▶ [Data excerpts]
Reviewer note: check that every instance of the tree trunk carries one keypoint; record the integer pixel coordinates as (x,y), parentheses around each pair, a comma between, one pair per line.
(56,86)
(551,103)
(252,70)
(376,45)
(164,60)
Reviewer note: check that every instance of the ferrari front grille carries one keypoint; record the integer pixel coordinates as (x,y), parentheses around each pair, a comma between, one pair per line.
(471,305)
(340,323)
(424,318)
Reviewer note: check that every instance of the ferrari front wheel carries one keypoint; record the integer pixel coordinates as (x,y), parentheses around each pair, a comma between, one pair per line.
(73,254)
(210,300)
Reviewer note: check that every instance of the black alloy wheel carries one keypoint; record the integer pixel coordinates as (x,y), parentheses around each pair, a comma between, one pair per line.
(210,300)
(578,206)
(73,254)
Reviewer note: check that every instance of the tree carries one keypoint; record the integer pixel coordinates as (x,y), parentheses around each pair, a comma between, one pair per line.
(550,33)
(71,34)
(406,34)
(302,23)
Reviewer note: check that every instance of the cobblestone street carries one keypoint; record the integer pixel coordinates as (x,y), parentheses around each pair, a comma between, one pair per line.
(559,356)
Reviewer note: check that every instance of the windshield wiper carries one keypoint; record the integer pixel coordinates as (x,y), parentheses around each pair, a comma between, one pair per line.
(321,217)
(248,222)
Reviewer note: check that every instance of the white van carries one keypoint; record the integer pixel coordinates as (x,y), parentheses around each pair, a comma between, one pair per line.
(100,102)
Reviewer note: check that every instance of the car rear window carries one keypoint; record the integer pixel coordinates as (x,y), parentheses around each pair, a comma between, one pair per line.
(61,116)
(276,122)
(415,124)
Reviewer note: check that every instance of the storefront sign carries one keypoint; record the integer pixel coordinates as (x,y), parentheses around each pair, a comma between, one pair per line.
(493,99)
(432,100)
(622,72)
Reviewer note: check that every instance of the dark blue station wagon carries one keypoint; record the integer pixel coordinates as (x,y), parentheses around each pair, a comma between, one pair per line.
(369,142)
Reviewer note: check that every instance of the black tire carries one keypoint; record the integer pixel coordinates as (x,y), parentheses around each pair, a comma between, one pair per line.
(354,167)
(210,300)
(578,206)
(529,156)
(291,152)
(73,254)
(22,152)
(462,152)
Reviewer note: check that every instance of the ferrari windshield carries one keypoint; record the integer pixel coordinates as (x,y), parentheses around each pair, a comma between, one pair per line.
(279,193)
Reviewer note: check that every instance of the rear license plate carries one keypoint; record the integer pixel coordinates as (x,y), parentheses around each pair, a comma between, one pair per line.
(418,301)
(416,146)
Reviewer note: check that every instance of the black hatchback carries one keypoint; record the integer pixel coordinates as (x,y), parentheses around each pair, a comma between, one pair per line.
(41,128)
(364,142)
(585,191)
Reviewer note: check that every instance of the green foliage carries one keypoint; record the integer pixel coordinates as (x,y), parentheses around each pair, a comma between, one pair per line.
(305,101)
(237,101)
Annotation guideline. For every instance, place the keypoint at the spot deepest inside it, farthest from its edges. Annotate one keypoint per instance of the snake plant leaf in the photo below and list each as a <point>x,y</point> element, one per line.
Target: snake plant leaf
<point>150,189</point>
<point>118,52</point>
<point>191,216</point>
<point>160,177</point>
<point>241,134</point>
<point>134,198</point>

▶ [Your instructions] Restate all of the material exactly.

▶ [Task result]
Reviewer note: check that every instance of the tree trunk carries one keypoint; record the integer pixel coordinates as (x,y), parentheses around each pair, a comma between, one pair per line.
(56,86)
(551,103)
(252,70)
(376,45)
(164,60)
Reviewer note: check that every instance of the ferrari front grille carries one keypoint; record the integer pixel coordinates as (x,y), parentheses around each pair, a comma between, one pair per line.
(471,305)
(340,323)
(424,318)
Reviewer note: check that every instance of the ferrari front wheel carries one keypoint; record the integer pixel coordinates as (x,y), parentheses around each pair, a comma between, one pair per line.
(73,254)
(210,300)
Reviewer note: check that every instance of the black alloy wheel carries one keypoint; record the integer pixel coordinates as (x,y), parentheses around each pair, a comma between, one pair per line.
(210,300)
(578,206)
(73,254)
Reviewer note: check that every instance of the tree carries one keypoint; record the integer pixel coordinates as (x,y), parentheses around each pair, a comma between, one pair per line.
(550,33)
(71,34)
(406,34)
(302,23)
Reviewer note: check that every instance of the cobblestone street carries one keypoint; record the integer pixel coordinates as (x,y), parentheses around each pair, a comma between, one pair per line.
(559,356)
Reviewer note: check that every instance of the windshield wiper carries one keypoint; record the integer pixel coordinates as (x,y), parentheses around each pair, a comma between, one pair per line.
(321,217)
(248,222)
Reviewer note: check that every instance of the white van carries one keypoint; record the integer pixel coordinates as (x,y), parentheses around each pair, a comma between, one pair per line.
(100,102)
Reviewer note: check that every instance of the car rear window carries one keypoint; record the integer pixel coordinates as (x,y), parentheses around each pair, a comma between, one pair per line.
(61,116)
(276,122)
(415,124)
Reviewer note: check that every instance of the storefront sign carries one keypoint; record the integer pixel coordinates as (x,y), parentheses around each pair, a comma between, one pair per line.
(493,99)
(432,100)
(622,72)
Reviewer note: check that every instance of the dark blue station wagon carries one keypoint; record the integer pixel coordinates as (x,y), parentheses around each pair, a comma between, one pair per line.
(369,142)
Reviewer note: check that every instance of the black tire carries one keypoint; record the integer pixel coordinates as (x,y), parentheses around each pair, a comma between, one pair per line.
(354,167)
(210,300)
(578,206)
(529,156)
(291,152)
(73,254)
(22,152)
(462,152)
Reviewer note: check that every instance of the ferrari windshield carries one keypoint; record the integer pixel coordinates as (x,y), parentheses around each pair, a comma between, one pair per line.
(279,193)
Reviewer note: check that every instance of the rear license plate carries one keypoint; record the integer pixel coordinates as (x,y), parentheses around each pair, a comma between, one pair per line.
(418,301)
(416,146)
Reviewer note: check that every instance of the black hatchback carries one keypoint; record the integer pixel coordinates as (x,y), parentheses around each pair, a comma between, one pair per line.
(41,128)
(364,142)
(585,191)
Reviewer note: check that every instance of the green foliage carries one keypoint; record the integer pixel coordinates as (x,y), parentheses around each pair, a comma between, one pair per line.
(305,101)
(237,101)
Annotation guideline. For every instance, place the keypoint at the spot deepest inside it, farthest from its edges. Annotate one keypoint per instance of the snake plant leaf in the photo below and list each as a <point>x,y</point> element, one per line.
Target: snake plant leaf
<point>150,189</point>
<point>118,52</point>
<point>191,216</point>
<point>160,177</point>
<point>241,134</point>
<point>134,198</point>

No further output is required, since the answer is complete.